BAGIAN DOKUMEN:

- - - - -

Saat
diajak menyimak ke belakang, membuka kembali lembar halaman pertama sebelum Dewan
Kesenian Lampung (DKL) saya teringat pada fotokopi kliping koran dari berita harian
Media Indonesia edisi Minggu tanggal 7 Maret 1993 dengan judul “ Semua
Propinsi Harus Bentuk DK Dibiayai APBD.” Fotokopi kliping tersebut masih saya
simpan dengan baik.
Berbekal
lembar fotokopi kliping koran tersebut, saya bertemu teman penyair Iwan
Nurdaya-Djafar (yang kemudian Ketua Harian DKL pertama) dan menemui wartawan
harian Kompas di Lampung, yaitu Bachtiar Amran Daeng Malewa (BAM). Semua
pertemyan itu terjadi pada sekitar Maret 1993.
Saya
sampaikan kepada mereka berdua, “Ini kesempatan yang harus ditangkap, Lampung
harus punya dewan kesenian.” Gayung bersambut, BAM menawarkan untuk mengadakan
pertemuannya di rumahnya, di Jl Jl. Gajah, Kedaton.
Diskusi
kecil pun terjadi. Dalam beberapa kali pertemuan yang disuguhi makanan mie
instan, kopi dan teh, wacana perlunya didirikan sebuah dewan kesenian pun
disepakati. Dalam pertemuan itu hadir, selain Saya, Iwan, juga ada Isbedi
Setiawan ZS, Uten Sutendy (Redaktur Lampung
Post), AM. Zulqarnain, Syaiful Irba Tanpaka dan Bambang Suroboyo (pelukis).
Akhirnya gagasan tentang format dan bentuk
cikal dewan kesenian Lampung pun tuntas dibahas. Setelah konsep dan gagasan
pembentukan DKL matang dibahas, muncul problem: bagaimana menyampaikan gagasan
dan konsep tersebut kepada Gubernur Lampung yang waktu itu dijabat Poedjono
Pranyoto?

- - - - -

INFORMASI YANG DIBERIKAN:

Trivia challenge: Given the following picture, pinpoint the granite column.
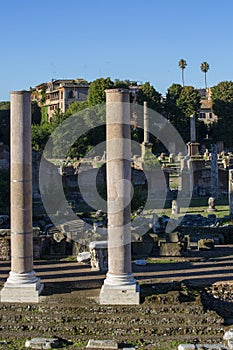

- - - - -

KETENTUAN TUGAS:
• A. Menurut teks tentang awal pembentukan Dewan Kesenian Lampung, di mana pertemuan-pertemuan untuk membahas pendirian dewan kesenian itu diadakan?
• B. Sambung teks tentang awal pembentukan Dewan Kesenian Lampung mulai dari kalimat terakhirnya.

JAWABAN AKHIR:
• A. Di rumah Bachtiar Amran Daeng Malewa (BAM) di Jl. Gajah, Kedaton.

• B.
Karena
teman-teman seniman nyaris tak punya akses saat itu, lalu BAM bersama saya
(saat itu masih menjadi wartawan Lampung Post) dalam kapasitas sebagai
wartawan mencoba bertemu dengan Gubernur Poedjono Pranyoto. Secara lisan
gagasan tersebut kami sampaikan.
Gubernur
Poedjono Pranyoto memberi respon dan menyediakan waktu untuk bertemu dengan
teman-teman seniman. Akhirnya terjadi pertemuan antara teman-teman seniman yang
telah mempersiapkan konsep pembentukan DKL dengan Gubernur Lampung. Gubernur
setuju dan mendukung terbentuknya Dewan Kesenian Lampung (DKL) sebagai
implementasi dari Instruksi Menteri Dalam Negeri No. 5A tahun 1993 yang waktu
itu ditandatangani Menteri Dalam Negeri Rudini.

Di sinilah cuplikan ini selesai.